→ **TASK TO CARRY OUT**:
Work out how many lines in the data hold the word "head", and reply with that number only.
▼▼▼
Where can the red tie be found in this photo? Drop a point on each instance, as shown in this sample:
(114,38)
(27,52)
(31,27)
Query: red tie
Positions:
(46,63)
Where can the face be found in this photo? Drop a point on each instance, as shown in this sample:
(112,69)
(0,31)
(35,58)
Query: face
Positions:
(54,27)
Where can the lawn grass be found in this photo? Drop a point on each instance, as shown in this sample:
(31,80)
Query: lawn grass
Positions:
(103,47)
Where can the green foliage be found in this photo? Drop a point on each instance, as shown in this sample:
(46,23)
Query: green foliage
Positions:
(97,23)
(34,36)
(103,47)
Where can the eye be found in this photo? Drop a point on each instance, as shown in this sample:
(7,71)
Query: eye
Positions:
▲▲▲
▼▼▼
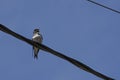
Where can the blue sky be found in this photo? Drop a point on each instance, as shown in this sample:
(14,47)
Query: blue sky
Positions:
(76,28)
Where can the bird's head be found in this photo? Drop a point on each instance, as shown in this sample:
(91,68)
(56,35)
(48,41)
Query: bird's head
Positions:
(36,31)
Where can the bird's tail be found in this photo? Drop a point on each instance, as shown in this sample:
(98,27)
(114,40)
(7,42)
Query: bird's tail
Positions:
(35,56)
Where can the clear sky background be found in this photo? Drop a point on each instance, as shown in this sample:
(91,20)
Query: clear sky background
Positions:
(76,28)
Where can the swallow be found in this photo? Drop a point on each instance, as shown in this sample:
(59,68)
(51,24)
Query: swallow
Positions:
▲▲▲
▼▼▼
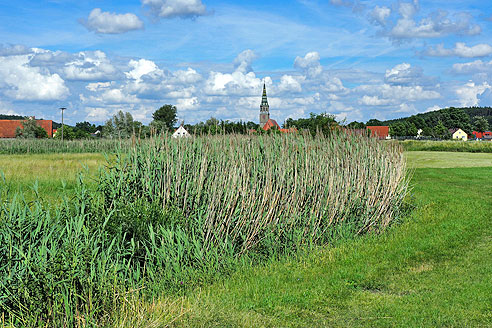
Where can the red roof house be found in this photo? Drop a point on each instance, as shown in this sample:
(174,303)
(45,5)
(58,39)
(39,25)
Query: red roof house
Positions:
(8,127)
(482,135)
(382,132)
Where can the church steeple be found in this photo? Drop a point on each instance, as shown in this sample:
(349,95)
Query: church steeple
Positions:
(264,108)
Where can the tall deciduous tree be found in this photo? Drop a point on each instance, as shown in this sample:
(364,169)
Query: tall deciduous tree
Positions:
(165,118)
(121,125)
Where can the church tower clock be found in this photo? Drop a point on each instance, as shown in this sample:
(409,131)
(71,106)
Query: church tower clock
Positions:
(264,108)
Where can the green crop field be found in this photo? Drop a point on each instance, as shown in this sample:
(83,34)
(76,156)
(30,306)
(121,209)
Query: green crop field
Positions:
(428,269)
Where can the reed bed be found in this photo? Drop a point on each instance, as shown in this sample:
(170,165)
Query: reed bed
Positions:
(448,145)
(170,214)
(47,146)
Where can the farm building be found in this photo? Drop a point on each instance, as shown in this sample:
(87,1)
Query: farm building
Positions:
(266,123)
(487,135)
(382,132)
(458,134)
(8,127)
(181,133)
▲▲▲
→ **RESULT OF THIS EXERCISE**:
2